### What is expected
Provide the data again in its entirety, exactly as given.

### Records from a collection
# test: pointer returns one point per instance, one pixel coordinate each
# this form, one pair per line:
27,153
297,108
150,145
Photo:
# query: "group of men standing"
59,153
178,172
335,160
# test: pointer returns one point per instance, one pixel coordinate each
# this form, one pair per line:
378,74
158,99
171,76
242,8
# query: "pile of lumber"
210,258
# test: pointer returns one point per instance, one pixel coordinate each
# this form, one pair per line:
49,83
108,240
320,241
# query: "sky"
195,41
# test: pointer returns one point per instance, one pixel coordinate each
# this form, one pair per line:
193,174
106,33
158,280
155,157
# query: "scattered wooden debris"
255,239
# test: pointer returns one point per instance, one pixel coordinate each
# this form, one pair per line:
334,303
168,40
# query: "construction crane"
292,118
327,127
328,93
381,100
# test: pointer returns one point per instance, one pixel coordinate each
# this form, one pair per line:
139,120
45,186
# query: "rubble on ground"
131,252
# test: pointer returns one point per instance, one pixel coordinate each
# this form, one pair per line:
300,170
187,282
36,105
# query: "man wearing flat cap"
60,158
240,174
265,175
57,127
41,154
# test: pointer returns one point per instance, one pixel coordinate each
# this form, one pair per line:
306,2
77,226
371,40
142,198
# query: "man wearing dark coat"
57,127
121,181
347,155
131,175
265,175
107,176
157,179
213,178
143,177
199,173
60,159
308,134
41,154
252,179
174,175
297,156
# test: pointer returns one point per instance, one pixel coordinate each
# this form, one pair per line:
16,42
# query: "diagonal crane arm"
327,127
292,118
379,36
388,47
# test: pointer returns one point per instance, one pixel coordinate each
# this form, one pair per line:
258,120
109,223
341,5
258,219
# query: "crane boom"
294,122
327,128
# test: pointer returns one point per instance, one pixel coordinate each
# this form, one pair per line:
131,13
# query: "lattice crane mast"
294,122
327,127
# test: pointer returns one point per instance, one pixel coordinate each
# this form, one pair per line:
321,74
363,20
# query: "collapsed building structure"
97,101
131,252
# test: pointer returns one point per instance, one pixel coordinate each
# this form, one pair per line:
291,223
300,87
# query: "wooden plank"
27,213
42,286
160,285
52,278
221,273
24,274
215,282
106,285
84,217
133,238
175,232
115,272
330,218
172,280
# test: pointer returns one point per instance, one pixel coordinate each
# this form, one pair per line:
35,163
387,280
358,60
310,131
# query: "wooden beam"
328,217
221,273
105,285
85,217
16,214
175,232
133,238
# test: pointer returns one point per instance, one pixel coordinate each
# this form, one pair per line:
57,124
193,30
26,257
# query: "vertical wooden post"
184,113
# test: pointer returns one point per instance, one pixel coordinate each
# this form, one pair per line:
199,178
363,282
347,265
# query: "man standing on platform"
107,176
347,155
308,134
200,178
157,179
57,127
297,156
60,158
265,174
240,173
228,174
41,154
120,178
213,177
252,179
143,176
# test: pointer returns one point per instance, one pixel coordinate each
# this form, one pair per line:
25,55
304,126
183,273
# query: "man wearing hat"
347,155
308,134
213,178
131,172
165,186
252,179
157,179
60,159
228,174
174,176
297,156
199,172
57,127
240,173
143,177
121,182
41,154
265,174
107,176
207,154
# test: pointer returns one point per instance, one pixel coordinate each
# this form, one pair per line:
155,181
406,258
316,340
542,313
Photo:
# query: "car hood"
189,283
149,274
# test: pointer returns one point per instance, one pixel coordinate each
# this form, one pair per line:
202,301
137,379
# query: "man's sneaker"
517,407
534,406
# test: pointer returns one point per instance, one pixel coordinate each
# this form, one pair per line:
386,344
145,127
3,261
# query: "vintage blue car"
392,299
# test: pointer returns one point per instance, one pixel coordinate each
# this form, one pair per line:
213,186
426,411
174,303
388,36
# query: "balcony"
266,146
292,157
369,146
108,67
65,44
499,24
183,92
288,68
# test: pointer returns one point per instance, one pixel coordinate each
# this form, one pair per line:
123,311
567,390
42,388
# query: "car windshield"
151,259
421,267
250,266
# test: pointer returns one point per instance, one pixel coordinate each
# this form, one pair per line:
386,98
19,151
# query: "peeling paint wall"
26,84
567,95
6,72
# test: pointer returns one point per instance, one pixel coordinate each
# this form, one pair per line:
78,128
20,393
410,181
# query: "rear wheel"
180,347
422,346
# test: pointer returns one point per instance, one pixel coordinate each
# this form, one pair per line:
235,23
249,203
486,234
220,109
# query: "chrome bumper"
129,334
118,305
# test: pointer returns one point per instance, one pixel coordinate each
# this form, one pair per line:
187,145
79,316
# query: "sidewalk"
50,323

### Written solution
# test: pointer returns one point per instance, one pixel coordinate each
# this form, one pair per line:
27,153
297,108
150,145
Photo:
# query: "group of men standing"
59,153
178,172
335,160
# test: pointer returns one point per instance, one pixel coordinate each
# this form, one pair per line:
378,74
158,99
171,76
242,8
# query: "pile of lumber"
210,258
# test: pointer returns one point per instance, one pixel coordinate each
# this form, one pair per line:
49,83
108,240
320,241
# query: "sky"
195,41
# test: pointer returns one point per instance, one pixel coordinate each
# this form, one pair per line:
193,174
106,33
158,280
155,157
# query: "scattered wooden debris"
255,239
# test: pointer returns one point per instance, one pixel coordinate each
# this form, one pair per line:
334,303
168,40
# query: "construction crane"
292,118
327,127
328,93
381,100
# test: pointer returns one point per instance, one pixel coordinate each
# this form, one pair per line:
139,120
45,186
# query: "rubble on ground"
131,252
# test: pointer returns one point per instance, one pixel coordinate each
# this form, one pair per line:
300,170
187,282
36,105
# query: "man wearing flat cap"
60,158
240,174
265,175
57,127
41,154
# test: pointer returns one point per instance, one pixel coordinate each
# this form, one pair per line:
306,2
77,226
371,40
142,198
# query: "man wearing dark coat"
57,127
121,181
347,155
131,175
265,175
107,176
157,179
213,178
143,177
199,173
60,159
308,134
41,154
252,179
174,175
297,156
# test: pointer returns one point per instance, one pixel coordinate each
# this form, one pair per line:
16,42
# query: "diagonal crane arm"
327,127
292,118
379,36
388,47
# test: pointer returns one point per instance, one pixel coordinate each
# this form, one pair per line:
258,120
109,223
341,5
258,219
# query: "crane boom"
294,122
327,128
# test: pointer returns one point per instance, one pixel coordinate each
# this form, one pair per line:
131,13
# query: "lattice crane mast"
294,122
327,127
# test: pointer returns one point per instance, one pixel coordinate each
# this form, one pair per line:
321,74
363,20
# query: "collapsed building structure"
97,101
131,252
# test: pointer returns one point per instance, one pixel coordinate each
# this form, one pair per line:
291,223
300,87
# query: "wooden plank"
27,213
42,286
160,285
52,278
221,273
24,274
215,282
106,285
84,217
133,238
175,232
115,272
330,218
172,280
# test: pointer returns one point per instance, one pixel coordinate each
# this form, one pair per line:
35,163
387,280
358,60
310,131
# query: "wooden beam"
328,217
221,273
105,285
85,217
16,214
175,232
133,238
# test: pointer returns one point per instance, one pixel coordinate each
# this form, one pair per line:
57,124
193,30
26,257
# query: "vertical wooden post"
184,113
# test: pointer returns one point per instance, one pixel coordinate each
# this form, one pair per line:
199,178
363,282
347,265
# query: "man standing on platform"
107,176
347,155
308,134
200,178
157,179
57,127
297,156
60,158
265,174
240,173
228,174
41,154
120,178
213,177
252,179
143,176
# test: pointer returns one point per instance, one pixel coordinate each
# this form, one pair per line:
25,55
304,126
183,273
# query: "man wearing hat"
347,155
308,134
213,178
131,172
165,186
252,179
157,179
60,159
228,174
174,176
297,156
199,172
57,127
240,173
143,177
121,182
41,154
265,174
107,176
207,154
# test: pointer returns one point per instance, one pixel coordinate each
# this form, one pair per line:
155,181
406,258
316,340
542,313
Photo:
# query: "car hood"
189,283
149,274
# test: pointer returns one point per instance, one pixel coordinate each
# this form, one pair per line:
202,301
137,379
# query: "man's sneaker"
517,407
534,406
# test: pointer returns one point per instance, one pixel coordinate each
# this form, one pair per line:
386,344
145,127
3,261
# query: "vintage blue car"
392,299
# test: pointer returns one point per instance, one pixel coordinate each
# this form, one pair per line:
213,186
426,411
174,303
388,36
# query: "balcony"
266,146
292,157
369,146
108,67
65,44
499,24
183,92
288,68
# test: pointer returns one point per instance, one pixel coordinate each
# this form, one pair per line:
123,311
567,390
42,388
# query: "car windshield"
151,259
421,267
250,266
# test: pointer returns one point per instance, one pixel coordinate each
# this form, one pair per line:
386,98
19,151
# query: "peeling paint wall"
26,84
567,95
6,72
# test: pointer returns one point per instance, one pixel coordinate each
# this form, one pair per line:
78,128
20,393
410,181
# query: "rear wheel"
180,347
422,346
# test: pointer returns one point per instance, one pixel coordinate each
# this form, one pair per line:
235,23
249,203
486,234
220,109
# query: "chrome bumper"
129,334
118,305
# test: pointer returns one point per instance, one pixel coordinate each
# this form, one pair per line:
187,145
79,316
# query: "sidewalk"
50,323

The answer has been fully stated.